### Records supplied

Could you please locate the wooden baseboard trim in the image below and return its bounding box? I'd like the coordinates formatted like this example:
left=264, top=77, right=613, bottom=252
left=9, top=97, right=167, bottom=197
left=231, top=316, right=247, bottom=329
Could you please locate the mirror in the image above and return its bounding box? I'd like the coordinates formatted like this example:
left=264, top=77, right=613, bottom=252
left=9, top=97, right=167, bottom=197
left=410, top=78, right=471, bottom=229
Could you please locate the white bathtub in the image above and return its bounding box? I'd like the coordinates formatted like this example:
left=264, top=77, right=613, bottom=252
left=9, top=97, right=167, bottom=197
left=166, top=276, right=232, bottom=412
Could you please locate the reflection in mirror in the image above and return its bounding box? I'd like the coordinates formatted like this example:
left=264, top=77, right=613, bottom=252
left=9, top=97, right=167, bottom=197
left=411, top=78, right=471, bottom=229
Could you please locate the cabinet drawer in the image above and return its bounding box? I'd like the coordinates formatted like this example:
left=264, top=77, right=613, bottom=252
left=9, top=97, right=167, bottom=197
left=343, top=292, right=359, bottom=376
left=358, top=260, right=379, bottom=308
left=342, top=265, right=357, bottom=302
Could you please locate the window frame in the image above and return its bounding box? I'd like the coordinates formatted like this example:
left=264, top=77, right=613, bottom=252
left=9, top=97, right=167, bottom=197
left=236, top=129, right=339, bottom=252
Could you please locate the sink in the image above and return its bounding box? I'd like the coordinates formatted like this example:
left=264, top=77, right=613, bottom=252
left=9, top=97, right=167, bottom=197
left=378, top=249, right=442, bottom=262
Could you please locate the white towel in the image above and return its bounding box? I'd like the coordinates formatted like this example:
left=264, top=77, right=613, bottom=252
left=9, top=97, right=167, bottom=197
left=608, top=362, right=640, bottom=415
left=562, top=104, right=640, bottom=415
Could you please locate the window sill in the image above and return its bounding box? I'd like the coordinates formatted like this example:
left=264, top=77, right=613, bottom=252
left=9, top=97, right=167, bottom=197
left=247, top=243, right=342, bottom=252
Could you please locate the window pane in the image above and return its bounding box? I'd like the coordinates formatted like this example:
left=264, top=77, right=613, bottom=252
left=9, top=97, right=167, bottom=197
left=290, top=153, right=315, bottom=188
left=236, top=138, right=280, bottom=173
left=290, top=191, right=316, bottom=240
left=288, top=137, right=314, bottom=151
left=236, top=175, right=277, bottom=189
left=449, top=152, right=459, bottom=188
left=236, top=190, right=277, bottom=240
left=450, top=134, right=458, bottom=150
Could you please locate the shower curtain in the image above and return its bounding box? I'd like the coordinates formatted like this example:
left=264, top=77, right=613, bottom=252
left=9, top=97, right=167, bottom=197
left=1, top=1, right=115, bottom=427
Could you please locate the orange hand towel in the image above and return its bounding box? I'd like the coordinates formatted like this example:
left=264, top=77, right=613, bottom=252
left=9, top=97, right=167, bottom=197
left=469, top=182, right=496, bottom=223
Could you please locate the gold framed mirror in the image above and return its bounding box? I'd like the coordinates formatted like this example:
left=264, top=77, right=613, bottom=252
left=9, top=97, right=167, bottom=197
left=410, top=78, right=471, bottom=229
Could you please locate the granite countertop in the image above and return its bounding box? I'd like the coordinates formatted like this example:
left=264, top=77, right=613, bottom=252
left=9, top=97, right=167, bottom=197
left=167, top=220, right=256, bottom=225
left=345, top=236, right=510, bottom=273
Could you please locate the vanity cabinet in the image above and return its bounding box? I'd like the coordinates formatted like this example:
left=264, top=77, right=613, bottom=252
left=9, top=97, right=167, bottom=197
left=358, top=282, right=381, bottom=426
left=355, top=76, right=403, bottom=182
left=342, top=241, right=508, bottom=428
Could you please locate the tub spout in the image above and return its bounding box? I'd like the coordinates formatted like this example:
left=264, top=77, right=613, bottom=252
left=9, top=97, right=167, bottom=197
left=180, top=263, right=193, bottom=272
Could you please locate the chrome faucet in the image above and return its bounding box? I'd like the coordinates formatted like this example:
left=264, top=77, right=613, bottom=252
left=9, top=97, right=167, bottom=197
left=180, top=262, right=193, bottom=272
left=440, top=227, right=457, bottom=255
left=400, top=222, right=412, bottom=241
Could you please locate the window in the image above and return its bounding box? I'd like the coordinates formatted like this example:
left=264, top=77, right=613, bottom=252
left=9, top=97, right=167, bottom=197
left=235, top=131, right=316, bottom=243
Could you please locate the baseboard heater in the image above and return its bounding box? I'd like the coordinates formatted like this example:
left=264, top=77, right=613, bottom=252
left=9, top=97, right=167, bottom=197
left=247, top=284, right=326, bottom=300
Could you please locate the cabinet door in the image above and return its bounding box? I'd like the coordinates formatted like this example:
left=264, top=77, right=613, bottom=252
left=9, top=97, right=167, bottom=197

### What this task involves
From the material above, set down exactly the lines between the line holding "Could you please locate the window pane" and the line holding "Could you please locate the gold", inclusive. Include nothing else.

### Expected answer
Could you please locate the window pane in the image above and return its bounding box? I'd like the coordinates formatted like this example:
left=264, top=77, right=613, bottom=252
left=9, top=97, right=167, bottom=197
left=290, top=153, right=315, bottom=188
left=236, top=138, right=280, bottom=173
left=290, top=191, right=316, bottom=240
left=288, top=137, right=314, bottom=151
left=236, top=175, right=277, bottom=189
left=449, top=152, right=459, bottom=188
left=236, top=190, right=277, bottom=240
left=450, top=134, right=458, bottom=150
Could you please locate the shower curtain in the image above and return its bounding box? I'd like the coordinates formatted like this example:
left=264, top=77, right=613, bottom=252
left=9, top=97, right=167, bottom=197
left=1, top=1, right=115, bottom=427
Could you please locate the orange hand towel in the image above and return its bounding box? I'd like the coordinates formatted like this example:
left=264, top=77, right=613, bottom=252
left=9, top=97, right=167, bottom=197
left=469, top=182, right=496, bottom=223
Could you please locate the gold framed mirror in the image above and return its bounding box? I'd like the coordinates formatted like this example:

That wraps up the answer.